# start of Dataset records

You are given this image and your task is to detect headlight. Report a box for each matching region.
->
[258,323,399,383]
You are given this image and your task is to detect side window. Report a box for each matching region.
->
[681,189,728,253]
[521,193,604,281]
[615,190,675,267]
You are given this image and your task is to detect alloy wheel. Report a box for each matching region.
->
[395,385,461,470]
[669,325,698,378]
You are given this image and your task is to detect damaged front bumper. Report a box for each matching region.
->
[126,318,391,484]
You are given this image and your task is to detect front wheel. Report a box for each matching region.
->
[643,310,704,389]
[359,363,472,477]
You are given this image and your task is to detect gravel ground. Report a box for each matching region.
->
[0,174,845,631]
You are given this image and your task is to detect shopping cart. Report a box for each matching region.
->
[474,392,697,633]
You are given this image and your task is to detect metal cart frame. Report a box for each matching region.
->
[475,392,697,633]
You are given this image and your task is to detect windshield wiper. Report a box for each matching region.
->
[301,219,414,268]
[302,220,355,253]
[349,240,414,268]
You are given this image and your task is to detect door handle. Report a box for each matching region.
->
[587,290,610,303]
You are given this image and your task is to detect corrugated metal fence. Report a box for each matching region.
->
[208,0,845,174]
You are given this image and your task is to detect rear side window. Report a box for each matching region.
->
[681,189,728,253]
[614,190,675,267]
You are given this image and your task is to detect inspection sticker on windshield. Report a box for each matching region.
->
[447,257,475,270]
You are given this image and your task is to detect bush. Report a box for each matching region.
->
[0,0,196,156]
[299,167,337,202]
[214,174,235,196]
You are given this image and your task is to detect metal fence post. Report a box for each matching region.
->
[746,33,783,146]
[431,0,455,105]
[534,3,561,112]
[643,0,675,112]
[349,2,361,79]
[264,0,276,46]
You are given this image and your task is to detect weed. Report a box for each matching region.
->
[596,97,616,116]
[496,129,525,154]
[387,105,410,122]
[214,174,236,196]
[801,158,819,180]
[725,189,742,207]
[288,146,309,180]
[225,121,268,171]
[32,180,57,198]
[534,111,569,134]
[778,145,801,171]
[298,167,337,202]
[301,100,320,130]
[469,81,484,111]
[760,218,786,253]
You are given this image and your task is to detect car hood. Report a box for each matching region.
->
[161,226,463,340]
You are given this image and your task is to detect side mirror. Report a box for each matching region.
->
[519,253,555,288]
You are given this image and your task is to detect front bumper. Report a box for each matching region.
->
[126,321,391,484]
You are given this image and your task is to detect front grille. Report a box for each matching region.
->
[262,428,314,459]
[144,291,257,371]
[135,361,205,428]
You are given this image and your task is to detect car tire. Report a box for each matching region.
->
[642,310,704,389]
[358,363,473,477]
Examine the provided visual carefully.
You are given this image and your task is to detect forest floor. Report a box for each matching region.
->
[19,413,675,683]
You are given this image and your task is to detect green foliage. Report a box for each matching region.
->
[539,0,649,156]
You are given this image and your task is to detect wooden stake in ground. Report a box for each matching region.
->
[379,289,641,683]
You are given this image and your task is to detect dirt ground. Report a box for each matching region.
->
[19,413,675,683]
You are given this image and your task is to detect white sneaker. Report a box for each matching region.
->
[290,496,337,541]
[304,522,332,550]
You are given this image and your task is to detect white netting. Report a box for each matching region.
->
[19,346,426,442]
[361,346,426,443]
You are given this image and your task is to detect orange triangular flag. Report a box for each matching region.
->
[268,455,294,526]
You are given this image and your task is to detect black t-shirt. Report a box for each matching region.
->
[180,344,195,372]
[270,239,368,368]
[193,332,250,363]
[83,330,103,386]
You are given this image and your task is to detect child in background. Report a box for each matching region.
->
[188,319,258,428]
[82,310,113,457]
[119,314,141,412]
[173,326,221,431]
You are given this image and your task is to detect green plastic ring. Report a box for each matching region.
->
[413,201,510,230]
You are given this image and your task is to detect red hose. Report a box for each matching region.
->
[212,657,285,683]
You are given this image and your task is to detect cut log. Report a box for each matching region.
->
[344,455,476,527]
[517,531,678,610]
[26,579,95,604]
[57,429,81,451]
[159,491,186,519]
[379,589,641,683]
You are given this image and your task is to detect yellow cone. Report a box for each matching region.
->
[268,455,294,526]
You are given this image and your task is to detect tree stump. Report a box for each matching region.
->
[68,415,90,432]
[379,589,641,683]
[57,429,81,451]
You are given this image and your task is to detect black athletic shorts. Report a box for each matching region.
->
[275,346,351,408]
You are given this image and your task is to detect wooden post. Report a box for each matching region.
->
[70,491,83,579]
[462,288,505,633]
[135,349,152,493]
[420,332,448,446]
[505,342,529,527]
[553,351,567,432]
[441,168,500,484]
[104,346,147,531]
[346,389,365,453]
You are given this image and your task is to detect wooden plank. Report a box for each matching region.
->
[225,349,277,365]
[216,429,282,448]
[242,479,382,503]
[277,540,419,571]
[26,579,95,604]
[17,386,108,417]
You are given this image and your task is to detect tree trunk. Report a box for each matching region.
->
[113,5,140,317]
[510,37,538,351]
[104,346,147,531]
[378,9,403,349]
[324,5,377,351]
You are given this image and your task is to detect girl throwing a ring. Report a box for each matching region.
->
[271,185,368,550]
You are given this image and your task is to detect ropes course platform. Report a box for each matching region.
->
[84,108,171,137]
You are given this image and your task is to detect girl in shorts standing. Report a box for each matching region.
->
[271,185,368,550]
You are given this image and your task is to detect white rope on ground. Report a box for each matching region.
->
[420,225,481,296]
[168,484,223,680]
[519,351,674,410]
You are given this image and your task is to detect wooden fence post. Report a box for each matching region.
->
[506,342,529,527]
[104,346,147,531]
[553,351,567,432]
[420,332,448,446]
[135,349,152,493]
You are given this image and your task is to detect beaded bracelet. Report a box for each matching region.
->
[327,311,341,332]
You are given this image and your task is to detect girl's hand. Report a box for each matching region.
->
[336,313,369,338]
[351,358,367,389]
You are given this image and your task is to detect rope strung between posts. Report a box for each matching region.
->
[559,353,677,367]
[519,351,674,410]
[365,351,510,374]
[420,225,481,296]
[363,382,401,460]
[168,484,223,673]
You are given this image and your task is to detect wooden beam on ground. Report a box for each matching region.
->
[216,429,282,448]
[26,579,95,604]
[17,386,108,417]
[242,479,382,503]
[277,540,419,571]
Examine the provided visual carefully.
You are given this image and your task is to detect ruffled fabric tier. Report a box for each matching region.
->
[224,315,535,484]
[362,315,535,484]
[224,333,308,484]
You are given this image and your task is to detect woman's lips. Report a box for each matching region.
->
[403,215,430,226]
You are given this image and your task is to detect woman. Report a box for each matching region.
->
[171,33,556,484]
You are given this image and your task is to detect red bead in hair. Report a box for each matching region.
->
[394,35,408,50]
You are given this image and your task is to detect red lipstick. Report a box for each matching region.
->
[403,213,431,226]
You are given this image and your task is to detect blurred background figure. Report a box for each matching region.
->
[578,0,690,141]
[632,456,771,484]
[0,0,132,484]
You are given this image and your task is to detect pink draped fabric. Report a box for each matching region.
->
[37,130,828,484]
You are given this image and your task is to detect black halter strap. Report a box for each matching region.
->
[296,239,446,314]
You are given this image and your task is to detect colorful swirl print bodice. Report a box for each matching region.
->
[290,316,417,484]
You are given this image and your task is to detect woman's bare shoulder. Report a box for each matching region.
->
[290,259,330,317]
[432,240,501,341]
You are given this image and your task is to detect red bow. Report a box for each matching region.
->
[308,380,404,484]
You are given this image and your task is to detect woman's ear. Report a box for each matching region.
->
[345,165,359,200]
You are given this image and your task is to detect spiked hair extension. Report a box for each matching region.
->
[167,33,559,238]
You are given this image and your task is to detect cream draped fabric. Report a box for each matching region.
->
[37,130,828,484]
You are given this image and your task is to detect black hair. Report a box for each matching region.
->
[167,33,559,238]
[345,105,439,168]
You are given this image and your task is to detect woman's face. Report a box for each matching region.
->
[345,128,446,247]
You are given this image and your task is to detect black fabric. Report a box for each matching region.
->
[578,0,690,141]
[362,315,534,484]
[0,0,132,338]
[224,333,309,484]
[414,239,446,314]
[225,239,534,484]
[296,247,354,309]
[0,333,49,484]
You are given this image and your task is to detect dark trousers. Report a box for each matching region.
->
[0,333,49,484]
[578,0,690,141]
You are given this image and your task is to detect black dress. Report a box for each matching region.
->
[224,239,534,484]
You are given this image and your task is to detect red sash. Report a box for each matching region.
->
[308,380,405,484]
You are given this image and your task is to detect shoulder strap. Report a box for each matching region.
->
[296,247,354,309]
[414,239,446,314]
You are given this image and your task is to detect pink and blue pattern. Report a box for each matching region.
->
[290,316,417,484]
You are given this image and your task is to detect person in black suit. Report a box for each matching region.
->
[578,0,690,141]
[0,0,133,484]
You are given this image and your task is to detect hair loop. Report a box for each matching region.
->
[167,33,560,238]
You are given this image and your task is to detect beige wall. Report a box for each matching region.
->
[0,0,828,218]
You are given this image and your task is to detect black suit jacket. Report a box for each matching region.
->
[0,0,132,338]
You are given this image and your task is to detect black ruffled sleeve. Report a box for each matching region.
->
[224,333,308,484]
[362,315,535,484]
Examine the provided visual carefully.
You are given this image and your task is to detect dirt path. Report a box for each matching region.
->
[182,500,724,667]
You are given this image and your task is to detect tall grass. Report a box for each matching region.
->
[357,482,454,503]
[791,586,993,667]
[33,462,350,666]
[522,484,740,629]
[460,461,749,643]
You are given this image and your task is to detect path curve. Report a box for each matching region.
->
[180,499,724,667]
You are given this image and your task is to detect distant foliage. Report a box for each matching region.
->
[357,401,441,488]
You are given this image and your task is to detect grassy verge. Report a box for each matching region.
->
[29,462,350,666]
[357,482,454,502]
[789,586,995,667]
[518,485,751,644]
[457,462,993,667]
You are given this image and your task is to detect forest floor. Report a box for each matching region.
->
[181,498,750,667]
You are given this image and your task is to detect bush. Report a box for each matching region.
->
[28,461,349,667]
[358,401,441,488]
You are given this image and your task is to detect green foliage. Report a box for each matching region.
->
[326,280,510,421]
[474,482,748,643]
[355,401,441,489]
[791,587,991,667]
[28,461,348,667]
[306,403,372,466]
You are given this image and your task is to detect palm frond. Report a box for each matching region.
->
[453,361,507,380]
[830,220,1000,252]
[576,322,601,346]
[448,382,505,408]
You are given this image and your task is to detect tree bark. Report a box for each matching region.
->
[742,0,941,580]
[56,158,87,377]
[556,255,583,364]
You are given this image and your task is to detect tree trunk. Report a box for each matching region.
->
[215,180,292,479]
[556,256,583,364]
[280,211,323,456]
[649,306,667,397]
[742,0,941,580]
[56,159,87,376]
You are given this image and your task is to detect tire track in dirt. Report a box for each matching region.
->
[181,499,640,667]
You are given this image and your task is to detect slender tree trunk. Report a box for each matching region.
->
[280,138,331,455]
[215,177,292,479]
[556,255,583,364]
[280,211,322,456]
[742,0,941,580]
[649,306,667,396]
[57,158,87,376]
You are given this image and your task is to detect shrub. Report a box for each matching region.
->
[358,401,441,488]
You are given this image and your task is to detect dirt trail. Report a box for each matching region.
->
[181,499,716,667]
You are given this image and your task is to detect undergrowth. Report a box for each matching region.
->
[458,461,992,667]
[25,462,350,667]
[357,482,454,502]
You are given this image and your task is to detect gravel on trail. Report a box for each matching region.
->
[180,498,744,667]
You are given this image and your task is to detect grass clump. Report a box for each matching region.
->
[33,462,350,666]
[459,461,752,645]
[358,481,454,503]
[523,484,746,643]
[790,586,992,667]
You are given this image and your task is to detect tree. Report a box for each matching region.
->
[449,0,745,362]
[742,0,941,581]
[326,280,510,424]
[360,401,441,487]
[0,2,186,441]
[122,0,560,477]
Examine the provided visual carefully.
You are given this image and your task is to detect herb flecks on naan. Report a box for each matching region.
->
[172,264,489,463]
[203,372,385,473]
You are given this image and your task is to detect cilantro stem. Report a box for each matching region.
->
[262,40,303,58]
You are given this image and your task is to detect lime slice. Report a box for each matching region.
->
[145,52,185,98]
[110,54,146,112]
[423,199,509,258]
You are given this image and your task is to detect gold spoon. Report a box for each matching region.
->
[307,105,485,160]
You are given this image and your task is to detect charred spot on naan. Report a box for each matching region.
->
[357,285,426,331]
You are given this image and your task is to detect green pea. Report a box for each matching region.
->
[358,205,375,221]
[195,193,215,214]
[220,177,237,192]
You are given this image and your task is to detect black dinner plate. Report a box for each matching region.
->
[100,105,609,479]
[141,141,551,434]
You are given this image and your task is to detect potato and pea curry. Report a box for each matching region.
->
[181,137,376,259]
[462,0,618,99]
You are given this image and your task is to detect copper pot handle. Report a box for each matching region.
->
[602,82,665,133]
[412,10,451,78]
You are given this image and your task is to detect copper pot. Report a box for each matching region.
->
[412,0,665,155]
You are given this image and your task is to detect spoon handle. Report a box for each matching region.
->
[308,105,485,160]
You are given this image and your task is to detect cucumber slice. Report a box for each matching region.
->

# end of Dataset records

= Your goal =
Reproduce the listing from the line holding "wiper. Report a box for each matching region." through the line holding "[760,218,786,253]", inclusive, keeping the requests, and offset every bounding-box coordinate in the answers by adding 11.

= Completed exercise =
You are given this image and your task is to detect windshield wiper. Report a box for each matching region.
->
[312,230,425,279]
[313,231,366,264]
[360,251,425,279]
You are given this image and your task is to detect door handle. Report a box for each matching region.
->
[598,301,621,314]
You are given this image and your task is to detect corrugated metal fence. Report a box for each matching region.
->
[219,11,856,185]
You are given this image and your task is to detect rear side window. Report a box for each matching region.
->
[692,200,739,264]
[625,201,686,278]
You are given this image and your task is to detect inspection sticker on windshield. Report a box for each matching region.
->
[458,268,486,281]
You are given this image and your task is to detect bush. Report a box for each matching region.
->
[11,11,207,167]
[310,178,348,213]
[225,185,246,207]
You are given this image and your task is to detect metal fence post. Report a box for each matching region.
->
[757,44,794,157]
[442,11,466,116]
[545,14,572,123]
[654,11,686,123]
[360,13,372,90]
[275,11,287,57]
You are given this image and your task is to detect weed. Report a box for each matching region.
->
[607,108,627,127]
[507,140,536,165]
[398,116,421,133]
[225,185,247,207]
[812,169,830,191]
[736,200,753,218]
[299,157,320,191]
[236,132,279,182]
[43,191,68,209]
[545,122,580,145]
[789,156,812,182]
[309,178,348,213]
[312,111,331,141]
[480,92,495,122]
[771,229,797,264]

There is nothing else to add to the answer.